■ **Given instruction A**
Rewrite the records below, replacing "camera" with "tripod" and leaving everything else unchanged.

■ **Source passage**
----------

Part of me was a little sad that there would be no Thanksgiving at my house.  None of my friends present.  But overall, I thought it was probably a good idea for this year.

We had the nicest Thanksgiving imaginable.  It was a very slow and warm day.  Football, video games, crunching in leaves.  Lots of help in the kitchen for me.  A really yummy meal.  And I didn’t wash a single dish.

I can’t explain why it was so nice.  It shouldn’t have been.  But I think maybe it was because we all felt at peace that life was marching on, and that my family was going to find a new happy normal after all the crap we’d waded through this year.  I love spending time with my brother and sister and my dad.  And we all had a fun time – watching movies, talking, playing games.  It was just very nice.

I’m ever so thankful that this first holiday was a nice one.

#298 that we went through the house

My sister and I spent two long days going through my grandmother’s house.  My dad and a friend had already done a lot of work there, sorting and packing, etc.  But we were walking through to pull out things we wanted to keep and mark other things with where they should go.  Lots of sorting and resorting.  Packing and repacking.  We got through the whole house, really.  Just a few random corners that say, “Don’t touch”, until I can get back up there.

It’s more than depressing to walk through someone’s entire life collection – where they lived for 60 years – and see index cards taped to doors saying, “Box up everything here for Goodwill.”   Such a lesson on living with less.  It’s all just stuff that we don’t need in the end.

Many lovely treasures to be discovered though.  Love letters to my grandmother from her husband.  My sister’s birth announcement.  My own wedding invitation.  She saved every single correspondence between us.  I found stacks of letters I wrote her in college.  And I’m so glad I did.  Pictures of my kids stuck in every corner.  Letters to us from her, that were never sent.  Love.  Love.   Love.  Lots of love in that house.  It’s a powerful thing to lose someone special and realize they have left so much love behind for me.  She really loved us a lot.  And that feels warm.

I spent this morning rifling through checks she wrote in 1968.  (Did I mention she saved everything?)  It’s really enjoyable to look through all her old accounting books and whatnot and get a sense of who she was before I knew her.  She was a really remarkable lady.

Anyway, I’m glad we got it mostly done.  The house cleaner will spend a few weeks boxing up what we’ve left behind and then we’ll do one more sweep next month and it should be emptied out.  Very sad.  But I’m so thankful it’s mostly done.

#297 a completed to do list

I love lists.  And I love marking through every single item on a list.  It’s like taking a deep breath and exhaling with a sigh.

I just loaded up 6 bags of groceries into my brother’s car, so he could cart them south.  The kids and Husband and I are following later tonight, with the van loaded down with luggage and toys and rabbits.

Suitcases are packed and loaded.  Meals are planned.  Ingredients purchased.  Packed with recipes and on their way.  I have one thing left to do – and that is feed the kids some dinner and drive them to gymnastics/karate.  And then we are on our way south for Thanksgiving.

Whew.

#296 Rivers, Roads, and Rails board game

I bought this a while back from the local book store.  Put it in the game closet.  And it sat there, unplayed, until last week when 6 discovered it.

“Mommy?  Is this a new game?!”

Every day, since he found it, we’ve played this game.  For hours.  Seriously – at least 3 hours each day total.  I stopped asking them to pick it up a few days ago and it just lives now on our living room rug.

----------

■ **Supplied data**
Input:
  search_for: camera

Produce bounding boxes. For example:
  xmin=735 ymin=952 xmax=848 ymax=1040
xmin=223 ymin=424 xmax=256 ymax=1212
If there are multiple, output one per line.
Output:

----------

■ **Given instruction B**
Answer these from the source passage:
(i) For how many years did the grandmother live in her house?
(ii) How many bags of groceries were loaded into the brother's car?
(iii) In what year were the checks written?

■ **Task answer A**
Input:
  search_for: tripod

Produce bounding boxes. For example:
  xmin=735 ymin=952 xmax=848 ymax=1040
xmin=223 ymin=424 xmax=256 ymax=1212
If there are multiple, output one per line.
Output:

■ **Task answer B**
(i) 60 years
(ii) 6 bags
(iii) 1968